### WHAT THE TASK ASKS
Every entry needs to be given again exactly as it reads.

### INPUT RECORDS

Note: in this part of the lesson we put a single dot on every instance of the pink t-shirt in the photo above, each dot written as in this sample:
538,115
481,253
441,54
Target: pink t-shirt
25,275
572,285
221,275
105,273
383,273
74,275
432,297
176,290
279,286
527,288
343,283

### ANSWER AREA
Note: in this part of the lesson we put a single dot on every instance of the pink t-shirt in the photo above, each dot written as in this sample:
538,115
481,253
441,54
Target: pink t-shirt
25,275
572,285
221,275
105,273
383,273
74,275
432,297
176,290
279,286
527,288
343,283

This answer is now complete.